• REQUIREMENTS
Output the full material exactly as it appears here.
** START OF RECORD LIST **
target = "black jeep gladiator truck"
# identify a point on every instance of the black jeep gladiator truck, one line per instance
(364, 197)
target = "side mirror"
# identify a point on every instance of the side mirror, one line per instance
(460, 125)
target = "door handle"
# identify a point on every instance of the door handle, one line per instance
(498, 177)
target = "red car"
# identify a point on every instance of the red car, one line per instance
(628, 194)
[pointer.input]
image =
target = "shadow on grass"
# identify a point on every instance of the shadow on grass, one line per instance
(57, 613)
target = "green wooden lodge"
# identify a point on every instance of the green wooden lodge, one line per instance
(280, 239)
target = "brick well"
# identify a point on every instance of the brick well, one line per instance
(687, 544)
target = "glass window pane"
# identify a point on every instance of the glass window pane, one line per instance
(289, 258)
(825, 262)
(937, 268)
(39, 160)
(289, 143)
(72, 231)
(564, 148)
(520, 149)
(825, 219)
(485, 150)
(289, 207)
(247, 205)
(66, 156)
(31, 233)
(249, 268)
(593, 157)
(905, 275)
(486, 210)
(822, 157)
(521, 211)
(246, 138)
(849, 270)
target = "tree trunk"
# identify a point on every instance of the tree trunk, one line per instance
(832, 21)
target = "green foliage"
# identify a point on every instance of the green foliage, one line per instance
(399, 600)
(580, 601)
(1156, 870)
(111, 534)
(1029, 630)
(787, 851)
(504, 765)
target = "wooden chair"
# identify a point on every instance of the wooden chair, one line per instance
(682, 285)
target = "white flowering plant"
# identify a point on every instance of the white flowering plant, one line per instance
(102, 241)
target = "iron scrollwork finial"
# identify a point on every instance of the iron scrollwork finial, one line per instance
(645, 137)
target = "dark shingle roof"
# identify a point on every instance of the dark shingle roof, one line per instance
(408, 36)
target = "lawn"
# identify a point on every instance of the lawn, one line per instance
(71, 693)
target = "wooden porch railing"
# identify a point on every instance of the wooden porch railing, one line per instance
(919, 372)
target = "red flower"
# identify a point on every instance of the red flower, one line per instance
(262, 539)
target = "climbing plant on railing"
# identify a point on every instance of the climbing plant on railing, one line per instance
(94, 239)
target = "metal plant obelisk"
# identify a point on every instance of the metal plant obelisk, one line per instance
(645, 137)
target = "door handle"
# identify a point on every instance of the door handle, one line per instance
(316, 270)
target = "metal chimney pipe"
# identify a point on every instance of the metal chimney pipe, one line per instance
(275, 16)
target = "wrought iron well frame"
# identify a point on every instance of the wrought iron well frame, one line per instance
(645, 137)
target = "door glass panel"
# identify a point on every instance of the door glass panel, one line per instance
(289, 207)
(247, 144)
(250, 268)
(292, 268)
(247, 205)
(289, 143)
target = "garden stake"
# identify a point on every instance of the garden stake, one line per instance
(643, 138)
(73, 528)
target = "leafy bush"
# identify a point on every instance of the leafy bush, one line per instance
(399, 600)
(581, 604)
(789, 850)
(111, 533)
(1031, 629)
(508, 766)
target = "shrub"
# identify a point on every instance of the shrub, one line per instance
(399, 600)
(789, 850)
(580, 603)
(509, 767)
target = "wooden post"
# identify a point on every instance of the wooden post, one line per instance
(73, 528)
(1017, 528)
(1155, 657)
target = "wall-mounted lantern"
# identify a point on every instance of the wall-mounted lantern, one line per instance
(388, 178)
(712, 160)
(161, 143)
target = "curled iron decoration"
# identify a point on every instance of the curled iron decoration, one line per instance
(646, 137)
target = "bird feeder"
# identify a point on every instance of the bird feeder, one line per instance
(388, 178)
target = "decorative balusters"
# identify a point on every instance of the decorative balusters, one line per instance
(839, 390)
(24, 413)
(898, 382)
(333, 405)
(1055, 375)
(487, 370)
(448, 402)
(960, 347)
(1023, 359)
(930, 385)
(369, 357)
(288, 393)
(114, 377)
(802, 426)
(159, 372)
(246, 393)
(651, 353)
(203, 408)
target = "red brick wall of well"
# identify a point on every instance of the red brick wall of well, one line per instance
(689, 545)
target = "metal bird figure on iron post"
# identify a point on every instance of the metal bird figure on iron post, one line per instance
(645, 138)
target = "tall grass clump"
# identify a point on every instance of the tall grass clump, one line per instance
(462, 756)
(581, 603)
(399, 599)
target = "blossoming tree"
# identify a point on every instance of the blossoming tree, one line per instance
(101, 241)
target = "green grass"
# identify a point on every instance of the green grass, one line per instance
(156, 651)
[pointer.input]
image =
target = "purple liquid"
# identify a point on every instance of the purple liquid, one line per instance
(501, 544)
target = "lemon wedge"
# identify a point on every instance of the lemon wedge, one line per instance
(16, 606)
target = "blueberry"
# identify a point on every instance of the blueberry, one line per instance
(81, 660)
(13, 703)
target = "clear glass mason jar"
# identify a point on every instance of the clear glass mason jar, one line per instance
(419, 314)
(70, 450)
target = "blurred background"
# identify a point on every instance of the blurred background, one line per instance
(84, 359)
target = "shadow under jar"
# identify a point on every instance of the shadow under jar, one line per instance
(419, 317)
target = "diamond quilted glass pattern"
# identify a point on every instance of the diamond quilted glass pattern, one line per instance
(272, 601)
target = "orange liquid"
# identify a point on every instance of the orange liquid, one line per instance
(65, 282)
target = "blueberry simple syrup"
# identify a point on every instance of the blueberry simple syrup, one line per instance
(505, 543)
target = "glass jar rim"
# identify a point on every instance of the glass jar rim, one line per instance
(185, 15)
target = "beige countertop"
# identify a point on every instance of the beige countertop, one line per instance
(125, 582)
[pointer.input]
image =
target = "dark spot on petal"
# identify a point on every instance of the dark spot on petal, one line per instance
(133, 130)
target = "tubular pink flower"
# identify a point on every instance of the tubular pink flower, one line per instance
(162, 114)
** END OF RECORD LIST **
• SOLUTION
target = "black jeep gladiator truck"
# identify a point on every instance of the black jeep gladiator truck, one line per instance
(364, 197)
target = "side mirror"
# identify a point on every instance of the side mirror, one line per instance
(460, 125)
target = "door handle"
# identify a point on every instance of the door handle, one line per instance
(498, 177)
target = "red car"
# identify a point on every instance of the red car, one line per instance
(628, 194)
[pointer.input]
image =
target = "shadow on grass"
# identify a point on every instance of the shadow on grass, one line per instance
(57, 613)
target = "green wooden lodge"
# identify a point on every instance of the green wooden lodge, one line per instance
(280, 239)
target = "brick well"
# identify a point on every instance of the brick well, one line per instance
(687, 544)
target = "glass window pane"
# identify a point on every instance of the glass window pane, one line per instance
(289, 258)
(825, 262)
(937, 268)
(39, 160)
(289, 143)
(72, 231)
(564, 148)
(520, 149)
(825, 219)
(485, 150)
(289, 207)
(247, 205)
(66, 156)
(31, 233)
(249, 268)
(593, 157)
(905, 275)
(486, 210)
(822, 157)
(521, 211)
(246, 138)
(849, 270)
target = "tree trunk"
# identify a point on every instance of the tree trunk, one line per instance
(832, 21)
target = "green foliage"
# identify a point on every instance of the green foliage, one line per instance
(399, 600)
(580, 601)
(1156, 870)
(111, 534)
(1029, 630)
(787, 851)
(504, 765)
target = "wooden chair"
# identify a point on every instance of the wooden chair, one line per instance
(682, 285)
target = "white flowering plant"
# identify a point on every instance of the white flowering plant, one line per instance
(102, 241)
target = "iron scrollwork finial"
# identify a point on every instance of the iron scrollwork finial, one line per instance
(645, 137)
target = "dark shingle roof"
# identify a point on every instance of the dark shingle roof, one line per instance
(408, 36)
target = "lawn"
# identify a point on every instance of the lawn, one line per instance
(71, 693)
target = "wooden porch railing"
# identify a point on every instance of the wooden porch railing, one line per instance
(919, 372)
target = "red flower"
# identify a point on every instance of the red flower, one line per instance
(262, 539)
target = "climbing plant on railing"
# identify a point on every instance of the climbing plant on railing, one line per instance
(94, 239)
target = "metal plant obelisk"
# identify a point on every instance of the metal plant obelisk, one line per instance
(645, 137)
target = "door handle"
# identify a point on every instance of the door handle, one line per instance
(316, 270)
target = "metal chimney pipe"
# identify a point on every instance of the metal chimney pipe, one line per instance
(275, 16)
target = "wrought iron well frame"
# identify a point on every instance of the wrought iron well frame, one line per instance
(645, 137)
target = "door glass panel"
# identify a point on every instance of the door glass panel, one line per instance
(289, 207)
(247, 144)
(250, 268)
(292, 268)
(247, 205)
(289, 143)
target = "garden stake"
# identify a point on every instance of the garden stake, one line per instance
(643, 138)
(73, 528)
target = "leafy bush"
# identify a point on every instance of the leafy bush, one line per instance
(399, 600)
(581, 604)
(789, 850)
(111, 533)
(1031, 629)
(508, 766)
target = "shrub"
# identify a point on every instance of the shrub, one line per instance
(399, 600)
(789, 850)
(580, 603)
(509, 767)
target = "wooden post"
# identify a point on every instance of the wooden post, one line per instance
(73, 528)
(1017, 528)
(1155, 657)
target = "wall-mounted lantern"
# identify a point on every instance of the wall-mounted lantern, one line per instance
(388, 178)
(712, 160)
(161, 143)
target = "curled iron decoration"
# identify a point on every instance of the curled iron decoration, one line per instance
(646, 137)
target = "bird feeder"
# identify a point on every instance of the bird feeder, one line per instance
(388, 178)
target = "decorative balusters"
# identify a point on every instance of the decorative balusters, one line per instance
(839, 390)
(24, 413)
(898, 382)
(333, 405)
(1055, 375)
(487, 370)
(448, 402)
(960, 347)
(1023, 359)
(930, 385)
(369, 357)
(288, 393)
(114, 377)
(802, 426)
(159, 372)
(246, 393)
(651, 353)
(203, 408)
target = "red brick wall of well"
# identify a point on every instance of the red brick wall of well, one line per instance
(689, 545)
target = "metal bird figure on iron post"
# identify a point on every instance of the metal bird figure on iron post, one line per instance
(645, 138)
target = "tall grass clump"
# identify a point on every instance of the tall grass clump, one line per instance
(462, 756)
(581, 603)
(399, 599)
target = "blossoming tree"
# identify a point on every instance of the blossoming tree, one line per instance
(101, 241)
target = "green grass"
# identify a point on every instance of the green grass, one line per instance
(156, 651)
[pointer.input]
image =
target = "purple liquid"
# identify a point on every instance of the purple liquid, one line per instance
(501, 544)
target = "lemon wedge"
# identify a point on every instance of the lemon wedge, one line per instance
(16, 606)
target = "blueberry"
# identify a point on every instance of the blueberry, one line per instance
(81, 660)
(13, 703)
target = "clear glass mason jar"
# identify a point on every instance of the clear glass mason jar, one line per instance
(419, 314)
(70, 450)
target = "blurred background"
# identify a point on every instance of the blurred background, one line per instance
(84, 359)
target = "shadow under jar"
# identify a point on every instance of the shadow under jar, one line per instance
(419, 317)
target = "diamond quilted glass pattern"
# identify a point on every instance of the diamond quilted glass pattern, one line per instance
(272, 601)
target = "orange liquid"
# identify a point on every instance of the orange liquid, one line per instance
(65, 282)
target = "blueberry simple syrup"
# identify a point on every instance of the blueberry simple syrup, one line per instance
(505, 543)
target = "glass jar rim"
# identify a point on every instance of the glass jar rim, one line per instance
(185, 15)
target = "beige countertop"
# identify a point on every instance of the beige countertop, one line per instance
(125, 582)
[pointer.input]
image =
target = "dark spot on petal"
# identify a point on every instance of the dark spot on petal, one line per instance
(133, 130)
target = "tubular pink flower"
# identify a point on every instance of the tubular pink flower, one line per instance
(162, 114)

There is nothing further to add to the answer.